**PROBLEM TO SOLVE:**
Write out every record below exactly as it appears.

START RECORDS PROVIDED

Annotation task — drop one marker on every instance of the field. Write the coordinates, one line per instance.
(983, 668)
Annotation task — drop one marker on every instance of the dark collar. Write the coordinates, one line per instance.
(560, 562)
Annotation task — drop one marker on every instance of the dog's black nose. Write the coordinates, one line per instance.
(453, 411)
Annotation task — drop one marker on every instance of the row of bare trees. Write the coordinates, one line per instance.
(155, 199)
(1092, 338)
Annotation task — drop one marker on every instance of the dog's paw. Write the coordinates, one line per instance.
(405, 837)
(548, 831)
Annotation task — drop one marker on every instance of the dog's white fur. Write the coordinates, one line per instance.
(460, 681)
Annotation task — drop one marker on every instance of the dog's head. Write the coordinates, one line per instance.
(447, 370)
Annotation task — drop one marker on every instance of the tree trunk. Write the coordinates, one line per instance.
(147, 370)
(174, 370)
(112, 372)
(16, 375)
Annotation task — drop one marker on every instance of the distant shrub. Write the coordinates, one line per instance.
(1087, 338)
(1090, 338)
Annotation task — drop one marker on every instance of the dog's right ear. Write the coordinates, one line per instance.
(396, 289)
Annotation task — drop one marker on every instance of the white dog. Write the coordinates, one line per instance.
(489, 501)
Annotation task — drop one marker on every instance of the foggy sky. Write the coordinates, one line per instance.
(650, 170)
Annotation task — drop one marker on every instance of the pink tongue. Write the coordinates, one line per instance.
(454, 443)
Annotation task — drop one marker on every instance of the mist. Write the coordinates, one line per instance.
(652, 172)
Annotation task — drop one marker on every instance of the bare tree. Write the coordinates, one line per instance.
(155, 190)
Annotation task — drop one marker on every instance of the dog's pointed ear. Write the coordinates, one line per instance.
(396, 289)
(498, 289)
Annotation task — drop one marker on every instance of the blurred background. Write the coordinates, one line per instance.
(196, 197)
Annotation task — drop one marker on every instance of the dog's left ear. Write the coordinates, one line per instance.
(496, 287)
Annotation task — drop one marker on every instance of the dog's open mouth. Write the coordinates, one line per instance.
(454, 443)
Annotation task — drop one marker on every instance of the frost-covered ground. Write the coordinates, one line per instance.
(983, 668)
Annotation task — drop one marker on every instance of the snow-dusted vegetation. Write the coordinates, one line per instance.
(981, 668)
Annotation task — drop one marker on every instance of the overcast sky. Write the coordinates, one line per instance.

END RECORDS PROVIDED

**REPLY:**
Annotation task — drop one marker on every instance of the field. Write the coordinates, one line per instance.
(983, 668)
Annotation task — drop one marker on every instance of the dark collar. Write the coordinates, one line per instance.
(560, 562)
Annotation task — drop one marker on every instance of the dog's black nose. Write the coordinates, one line per instance.
(453, 411)
Annotation task — drop one marker on every instance of the row of bare trees. Write the coordinates, one line per instance.
(155, 199)
(1092, 338)
Annotation task — drop one marker on every instance of the dog's paw. Write the coordinates, one line per instance.
(405, 837)
(548, 831)
Annotation task — drop one marker on every instance of the dog's white fur. Write the coordinates, one line per instance.
(460, 681)
Annotation task — drop one marker on every instance of the dog's head. Write the coordinates, one line per instance.
(447, 370)
Annotation task — drop one marker on every instance of the tree trunk. Write the coordinates, one line per instance.
(147, 370)
(174, 370)
(112, 372)
(16, 375)
Annotation task — drop one marker on every instance of the distant shrub. Write the coordinates, one line per instance.
(1087, 338)
(1090, 338)
Annotation task — drop one marker on every instance of the dog's right ear. Write the coordinates, one line per instance.
(396, 289)
Annotation task — drop one marker on every instance of the white dog. Write the coordinates, one line per instance.
(489, 501)
Annotation task — drop one marker on every instance of the foggy sky. Write the coordinates, one line per instance.
(650, 170)
Annotation task — drop one marker on every instance of the pink tongue. Write the coordinates, one line per instance.
(454, 443)
Annotation task — drop one marker on every instance of the mist. Write the coordinates, one line per instance.
(652, 172)
Annotation task — drop one marker on every instance of the bare tree. Write the coordinates, one line per instance.
(155, 190)
Annotation task — drop one marker on every instance of the dog's pointed ear. Write the coordinates, one line per instance.
(396, 289)
(498, 289)
Annotation task — drop one marker on every instance of the blurred background. Write the coordinates, one line per instance.
(196, 197)
Annotation task — drop one marker on every instance of the dog's left ear. Write the coordinates, one line per instance.
(496, 287)
Annotation task — drop one marker on every instance of the dog's open mouth. Write the coordinates, one line per instance.
(454, 443)
Annotation task — drop one marker on every instance of the frost-covered ground. Write the coordinates, one line per instance.
(983, 668)
Annotation task — drop one marker on every instance of the snow-dusted vegetation. Write the coordinates, one line per instance.
(981, 668)
Annotation task — drop one marker on every instance of the overcast sky. Write the coordinates, one line per instance.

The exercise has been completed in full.